━━ Texte à lire ━━
Le Sud climato-vulnérable et la géoingénierie solaire feront-ils bon ménage?
Les pays du Sud pourraient être les plus à même de bénéficier des technologies - controversées - de géoingénierie solaire pour atténuer les effets du changement climatique. Cela dit, ces pays ont aussi le plus à perdre en cas d'échec de la technologie, estime Sandro VattioniLien externe, de l’École polytechnique fédérale de Zurich (EPFZ).
Il y a dix ans, l’accord de Paris a fixé pour objectif de limiter le réchauffement climatique à 1,5 degré Celsius. La planète a dépassé ce repère pour la première fois l’an dernier. Et malgré les efforts déployés pour enrayer cette évolution, les émissions de gaz à effet de serre continuent à augmenter année après année.
━━━
━━ Données fournies ━━
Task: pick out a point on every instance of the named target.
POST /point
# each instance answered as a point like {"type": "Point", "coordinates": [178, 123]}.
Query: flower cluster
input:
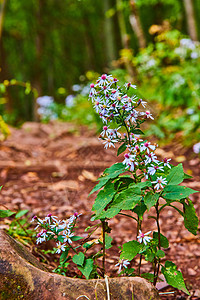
{"type": "Point", "coordinates": [53, 228]}
{"type": "Point", "coordinates": [114, 103]}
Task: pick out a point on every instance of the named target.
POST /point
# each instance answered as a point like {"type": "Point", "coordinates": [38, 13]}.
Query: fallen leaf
{"type": "Point", "coordinates": [89, 175]}
{"type": "Point", "coordinates": [180, 158]}
{"type": "Point", "coordinates": [64, 185]}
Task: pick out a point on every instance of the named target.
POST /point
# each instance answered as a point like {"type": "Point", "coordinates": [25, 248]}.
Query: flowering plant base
{"type": "Point", "coordinates": [22, 276]}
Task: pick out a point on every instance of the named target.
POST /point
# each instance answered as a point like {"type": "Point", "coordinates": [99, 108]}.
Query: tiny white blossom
{"type": "Point", "coordinates": [60, 247]}
{"type": "Point", "coordinates": [160, 182]}
{"type": "Point", "coordinates": [143, 237]}
{"type": "Point", "coordinates": [109, 142]}
{"type": "Point", "coordinates": [166, 162]}
{"type": "Point", "coordinates": [128, 85]}
{"type": "Point", "coordinates": [123, 263]}
{"type": "Point", "coordinates": [152, 169]}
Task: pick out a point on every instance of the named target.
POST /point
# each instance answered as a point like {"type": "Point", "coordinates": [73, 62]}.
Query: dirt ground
{"type": "Point", "coordinates": [52, 168]}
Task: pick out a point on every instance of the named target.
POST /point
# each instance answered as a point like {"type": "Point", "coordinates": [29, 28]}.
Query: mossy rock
{"type": "Point", "coordinates": [23, 277]}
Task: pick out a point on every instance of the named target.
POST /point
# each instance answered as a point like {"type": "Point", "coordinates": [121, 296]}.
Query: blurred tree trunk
{"type": "Point", "coordinates": [189, 9]}
{"type": "Point", "coordinates": [2, 13]}
{"type": "Point", "coordinates": [39, 40]}
{"type": "Point", "coordinates": [136, 24]}
{"type": "Point", "coordinates": [124, 37]}
{"type": "Point", "coordinates": [109, 36]}
{"type": "Point", "coordinates": [3, 66]}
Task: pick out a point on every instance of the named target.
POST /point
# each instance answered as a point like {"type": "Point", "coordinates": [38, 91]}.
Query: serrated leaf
{"type": "Point", "coordinates": [173, 276]}
{"type": "Point", "coordinates": [78, 259]}
{"type": "Point", "coordinates": [150, 199]}
{"type": "Point", "coordinates": [176, 175]}
{"type": "Point", "coordinates": [108, 240]}
{"type": "Point", "coordinates": [109, 173]}
{"type": "Point", "coordinates": [121, 149]}
{"type": "Point", "coordinates": [21, 213]}
{"type": "Point", "coordinates": [142, 185]}
{"type": "Point", "coordinates": [76, 238]}
{"type": "Point", "coordinates": [148, 276]}
{"type": "Point", "coordinates": [123, 201]}
{"type": "Point", "coordinates": [140, 210]}
{"type": "Point", "coordinates": [191, 221]}
{"type": "Point", "coordinates": [176, 192]}
{"type": "Point", "coordinates": [64, 255]}
{"type": "Point", "coordinates": [104, 197]}
{"type": "Point", "coordinates": [6, 213]}
{"type": "Point", "coordinates": [163, 240]}
{"type": "Point", "coordinates": [186, 176]}
{"type": "Point", "coordinates": [87, 268]}
{"type": "Point", "coordinates": [137, 131]}
{"type": "Point", "coordinates": [130, 250]}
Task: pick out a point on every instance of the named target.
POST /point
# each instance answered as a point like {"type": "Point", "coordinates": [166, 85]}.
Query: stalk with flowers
{"type": "Point", "coordinates": [137, 184]}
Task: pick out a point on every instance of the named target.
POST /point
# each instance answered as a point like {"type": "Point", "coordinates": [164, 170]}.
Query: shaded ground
{"type": "Point", "coordinates": [53, 167]}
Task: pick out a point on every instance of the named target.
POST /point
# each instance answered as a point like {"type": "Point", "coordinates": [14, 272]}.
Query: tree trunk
{"type": "Point", "coordinates": [109, 36]}
{"type": "Point", "coordinates": [189, 9]}
{"type": "Point", "coordinates": [2, 13]}
{"type": "Point", "coordinates": [136, 24]}
{"type": "Point", "coordinates": [39, 40]}
{"type": "Point", "coordinates": [3, 65]}
{"type": "Point", "coordinates": [124, 37]}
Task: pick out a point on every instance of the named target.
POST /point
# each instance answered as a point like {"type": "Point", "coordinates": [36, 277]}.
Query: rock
{"type": "Point", "coordinates": [23, 277]}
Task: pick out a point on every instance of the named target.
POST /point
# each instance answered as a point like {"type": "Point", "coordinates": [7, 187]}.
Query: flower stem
{"type": "Point", "coordinates": [104, 248]}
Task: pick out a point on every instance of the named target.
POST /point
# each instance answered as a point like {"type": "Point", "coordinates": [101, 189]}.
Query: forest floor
{"type": "Point", "coordinates": [51, 168]}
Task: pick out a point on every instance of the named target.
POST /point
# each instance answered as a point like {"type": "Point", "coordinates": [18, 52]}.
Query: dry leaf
{"type": "Point", "coordinates": [64, 185]}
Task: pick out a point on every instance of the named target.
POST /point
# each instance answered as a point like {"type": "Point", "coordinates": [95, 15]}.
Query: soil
{"type": "Point", "coordinates": [51, 168]}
━━━
▶ Consignes de l'exercice
1/ D'après le texte sur la géoingénierie solaire, quel objectif l'accord de Paris a-t-il fixé il y a dix ans ?
2/ Poursuivez le texte sur la géoingénierie solaire à partir de sa dernière phrase.

▶ Corrigé de l'exercice
1/ Limiter le réchauffement climatique à 1,5 degré Celsius.

2/
Cette perspective guère réjouissante aiguillonne la recherche dans le domaine de la réflexion de la lumière solaire (gestion du rayonnement solaire ou SRM). Une approche aussi appelée géoingénierie solaire. Il s’agirait en clair de réfléchir une partie du rayonnement solaire en direction de l’espace, ce qui permettrait de refroidir artificiellement le climat.
Au rang des solutions SRM envisagées figure la dispersion au-delà de vingt kilomètres d’altitude de minuscules particules réfléchissantes. Là, disséminées au-dessus du globe, elles renverraient une partie de la lumière solaire. D’autres pistes projettent le prolongement de la durée de vie voire la production entière de nuages réverbérant les rayons solaires. Et ce, en deçà de trois kilomètres au-dessus du sol.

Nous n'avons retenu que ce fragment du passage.